-- BEGIN --

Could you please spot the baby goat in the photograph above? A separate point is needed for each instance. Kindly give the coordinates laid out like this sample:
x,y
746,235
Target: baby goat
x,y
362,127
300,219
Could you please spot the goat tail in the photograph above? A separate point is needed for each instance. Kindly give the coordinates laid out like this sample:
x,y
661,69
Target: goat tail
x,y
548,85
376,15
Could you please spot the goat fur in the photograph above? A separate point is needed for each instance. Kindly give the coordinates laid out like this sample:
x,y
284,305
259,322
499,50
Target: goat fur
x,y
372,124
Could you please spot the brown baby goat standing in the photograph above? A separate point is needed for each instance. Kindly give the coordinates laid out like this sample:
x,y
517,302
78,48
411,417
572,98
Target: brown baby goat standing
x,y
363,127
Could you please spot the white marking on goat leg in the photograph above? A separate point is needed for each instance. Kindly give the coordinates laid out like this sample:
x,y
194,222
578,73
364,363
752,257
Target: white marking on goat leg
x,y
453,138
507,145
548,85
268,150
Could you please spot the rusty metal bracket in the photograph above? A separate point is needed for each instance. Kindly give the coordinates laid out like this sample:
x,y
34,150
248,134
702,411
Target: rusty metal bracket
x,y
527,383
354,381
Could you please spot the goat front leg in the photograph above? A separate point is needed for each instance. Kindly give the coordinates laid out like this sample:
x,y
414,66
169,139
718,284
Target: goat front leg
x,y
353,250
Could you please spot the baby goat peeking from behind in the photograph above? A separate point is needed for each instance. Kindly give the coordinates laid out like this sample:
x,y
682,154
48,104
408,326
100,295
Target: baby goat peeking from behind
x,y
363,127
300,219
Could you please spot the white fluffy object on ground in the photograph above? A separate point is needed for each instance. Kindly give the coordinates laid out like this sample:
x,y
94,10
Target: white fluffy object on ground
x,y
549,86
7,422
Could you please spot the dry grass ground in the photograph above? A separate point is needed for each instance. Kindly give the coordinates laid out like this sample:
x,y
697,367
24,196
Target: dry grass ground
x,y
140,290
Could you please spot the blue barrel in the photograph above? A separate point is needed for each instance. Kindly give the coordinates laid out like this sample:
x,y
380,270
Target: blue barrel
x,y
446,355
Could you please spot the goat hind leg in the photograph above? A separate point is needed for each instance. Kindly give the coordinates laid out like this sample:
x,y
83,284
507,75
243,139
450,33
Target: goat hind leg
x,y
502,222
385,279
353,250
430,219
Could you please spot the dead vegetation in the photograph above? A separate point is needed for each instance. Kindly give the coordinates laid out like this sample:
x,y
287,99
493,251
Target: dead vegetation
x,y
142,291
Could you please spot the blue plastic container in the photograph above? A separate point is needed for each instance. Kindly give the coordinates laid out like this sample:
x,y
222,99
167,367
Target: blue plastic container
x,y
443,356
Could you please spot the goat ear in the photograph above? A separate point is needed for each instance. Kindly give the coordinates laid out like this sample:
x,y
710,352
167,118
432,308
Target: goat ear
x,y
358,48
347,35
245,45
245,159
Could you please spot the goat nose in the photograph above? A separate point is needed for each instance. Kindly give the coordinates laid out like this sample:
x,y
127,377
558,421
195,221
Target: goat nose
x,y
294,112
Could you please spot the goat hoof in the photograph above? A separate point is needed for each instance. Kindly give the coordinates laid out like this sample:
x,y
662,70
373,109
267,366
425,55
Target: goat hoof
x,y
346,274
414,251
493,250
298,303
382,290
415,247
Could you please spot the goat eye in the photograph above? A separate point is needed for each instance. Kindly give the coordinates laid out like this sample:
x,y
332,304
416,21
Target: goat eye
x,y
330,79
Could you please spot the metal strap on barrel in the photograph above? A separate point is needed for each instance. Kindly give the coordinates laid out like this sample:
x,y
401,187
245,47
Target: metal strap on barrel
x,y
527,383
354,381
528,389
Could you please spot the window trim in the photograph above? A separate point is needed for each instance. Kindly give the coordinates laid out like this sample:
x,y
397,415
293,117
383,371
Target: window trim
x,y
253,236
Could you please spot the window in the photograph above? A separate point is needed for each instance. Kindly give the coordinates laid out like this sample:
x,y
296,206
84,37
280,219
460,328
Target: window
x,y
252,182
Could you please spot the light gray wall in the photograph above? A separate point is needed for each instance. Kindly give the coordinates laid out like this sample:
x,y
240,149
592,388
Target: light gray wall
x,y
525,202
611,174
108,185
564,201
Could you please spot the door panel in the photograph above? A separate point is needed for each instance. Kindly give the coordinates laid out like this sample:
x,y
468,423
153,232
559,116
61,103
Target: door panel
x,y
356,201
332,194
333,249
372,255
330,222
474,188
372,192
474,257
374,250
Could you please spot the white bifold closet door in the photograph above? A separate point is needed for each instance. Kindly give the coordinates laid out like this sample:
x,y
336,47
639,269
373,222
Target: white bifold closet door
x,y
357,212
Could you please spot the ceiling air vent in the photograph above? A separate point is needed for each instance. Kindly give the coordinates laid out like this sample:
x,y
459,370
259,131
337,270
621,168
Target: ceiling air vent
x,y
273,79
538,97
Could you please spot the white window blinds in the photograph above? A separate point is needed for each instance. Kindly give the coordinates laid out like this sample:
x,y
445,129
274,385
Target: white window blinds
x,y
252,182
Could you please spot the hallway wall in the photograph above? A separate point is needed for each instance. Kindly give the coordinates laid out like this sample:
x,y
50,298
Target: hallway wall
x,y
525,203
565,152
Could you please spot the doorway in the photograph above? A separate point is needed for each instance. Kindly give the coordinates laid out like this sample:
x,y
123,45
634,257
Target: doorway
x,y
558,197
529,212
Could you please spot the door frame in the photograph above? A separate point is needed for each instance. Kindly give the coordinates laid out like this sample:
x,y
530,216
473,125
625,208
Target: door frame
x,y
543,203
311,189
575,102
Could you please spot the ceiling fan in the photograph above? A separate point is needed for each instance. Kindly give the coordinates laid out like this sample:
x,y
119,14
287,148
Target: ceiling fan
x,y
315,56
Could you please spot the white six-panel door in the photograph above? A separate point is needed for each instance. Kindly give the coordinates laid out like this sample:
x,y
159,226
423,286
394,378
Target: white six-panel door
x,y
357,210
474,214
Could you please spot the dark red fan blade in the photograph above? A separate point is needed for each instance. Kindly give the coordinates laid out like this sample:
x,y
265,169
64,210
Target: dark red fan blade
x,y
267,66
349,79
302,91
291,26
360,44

-- END --
-- BEGIN --

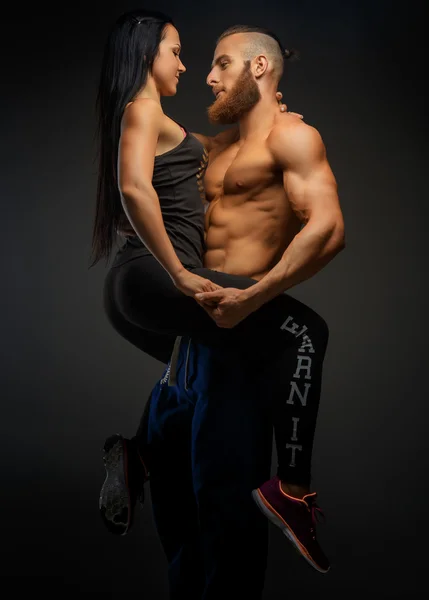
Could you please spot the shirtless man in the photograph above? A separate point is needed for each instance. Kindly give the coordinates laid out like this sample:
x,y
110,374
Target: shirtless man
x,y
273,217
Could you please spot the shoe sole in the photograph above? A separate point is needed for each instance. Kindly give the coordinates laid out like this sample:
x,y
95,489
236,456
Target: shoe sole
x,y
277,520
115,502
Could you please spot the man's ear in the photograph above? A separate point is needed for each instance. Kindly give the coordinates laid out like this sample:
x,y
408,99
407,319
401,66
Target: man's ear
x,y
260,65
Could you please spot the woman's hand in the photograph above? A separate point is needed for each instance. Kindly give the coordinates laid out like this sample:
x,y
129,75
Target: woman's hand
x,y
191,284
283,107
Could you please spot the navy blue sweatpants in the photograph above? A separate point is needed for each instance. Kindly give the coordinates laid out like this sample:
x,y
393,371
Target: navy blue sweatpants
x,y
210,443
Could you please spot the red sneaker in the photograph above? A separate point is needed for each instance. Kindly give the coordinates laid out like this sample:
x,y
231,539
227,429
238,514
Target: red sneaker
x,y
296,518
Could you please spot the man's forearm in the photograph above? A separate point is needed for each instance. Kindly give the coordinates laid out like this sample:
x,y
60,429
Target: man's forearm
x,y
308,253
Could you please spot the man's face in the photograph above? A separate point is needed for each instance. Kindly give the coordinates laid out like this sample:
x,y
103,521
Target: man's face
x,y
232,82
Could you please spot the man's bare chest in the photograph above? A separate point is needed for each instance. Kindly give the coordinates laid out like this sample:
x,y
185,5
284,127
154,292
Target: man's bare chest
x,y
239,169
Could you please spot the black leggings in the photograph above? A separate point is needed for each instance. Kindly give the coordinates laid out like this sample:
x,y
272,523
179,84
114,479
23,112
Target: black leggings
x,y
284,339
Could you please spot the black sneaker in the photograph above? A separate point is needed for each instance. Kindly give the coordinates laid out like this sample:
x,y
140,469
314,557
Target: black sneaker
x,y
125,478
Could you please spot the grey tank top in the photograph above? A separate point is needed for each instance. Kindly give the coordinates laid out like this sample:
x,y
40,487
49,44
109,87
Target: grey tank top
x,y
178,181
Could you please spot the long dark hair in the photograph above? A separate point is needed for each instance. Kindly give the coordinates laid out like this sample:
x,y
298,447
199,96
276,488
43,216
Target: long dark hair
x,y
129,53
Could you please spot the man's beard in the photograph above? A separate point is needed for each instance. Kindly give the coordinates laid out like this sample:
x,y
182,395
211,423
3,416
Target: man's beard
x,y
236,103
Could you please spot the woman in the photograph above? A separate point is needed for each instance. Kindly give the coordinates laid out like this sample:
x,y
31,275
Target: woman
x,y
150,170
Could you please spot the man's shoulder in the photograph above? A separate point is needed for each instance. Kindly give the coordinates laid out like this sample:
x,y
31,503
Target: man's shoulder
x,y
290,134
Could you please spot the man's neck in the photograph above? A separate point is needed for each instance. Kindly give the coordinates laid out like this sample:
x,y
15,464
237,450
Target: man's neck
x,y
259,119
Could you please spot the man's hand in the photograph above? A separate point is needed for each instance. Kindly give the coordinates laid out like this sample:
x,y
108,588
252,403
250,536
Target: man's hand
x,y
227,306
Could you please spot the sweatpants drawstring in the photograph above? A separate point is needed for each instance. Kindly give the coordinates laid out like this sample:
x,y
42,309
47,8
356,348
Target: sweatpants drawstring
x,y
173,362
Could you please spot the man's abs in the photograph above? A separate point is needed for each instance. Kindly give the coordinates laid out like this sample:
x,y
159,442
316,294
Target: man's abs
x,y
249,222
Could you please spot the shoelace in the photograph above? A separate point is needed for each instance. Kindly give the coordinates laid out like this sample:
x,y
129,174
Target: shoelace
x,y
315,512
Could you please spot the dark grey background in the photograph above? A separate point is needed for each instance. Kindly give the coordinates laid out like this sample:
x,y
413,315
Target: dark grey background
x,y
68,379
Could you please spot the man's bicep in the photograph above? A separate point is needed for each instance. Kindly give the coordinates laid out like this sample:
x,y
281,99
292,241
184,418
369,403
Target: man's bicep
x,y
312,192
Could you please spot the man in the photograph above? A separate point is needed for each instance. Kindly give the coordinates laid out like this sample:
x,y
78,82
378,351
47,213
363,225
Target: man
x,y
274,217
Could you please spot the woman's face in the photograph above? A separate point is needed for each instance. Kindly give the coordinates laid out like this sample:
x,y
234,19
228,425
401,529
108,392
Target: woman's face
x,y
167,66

-- END --

What you will do:
Report each line of the data above that contains the string "dead", and copy every such line in full. Letter case counts when matching.

Reply:
Could you please spot the dead vegetation in the photograph above? A separate point is needed for each instance. Kindly give the coordinates laid out like this sample:
Target: dead vegetation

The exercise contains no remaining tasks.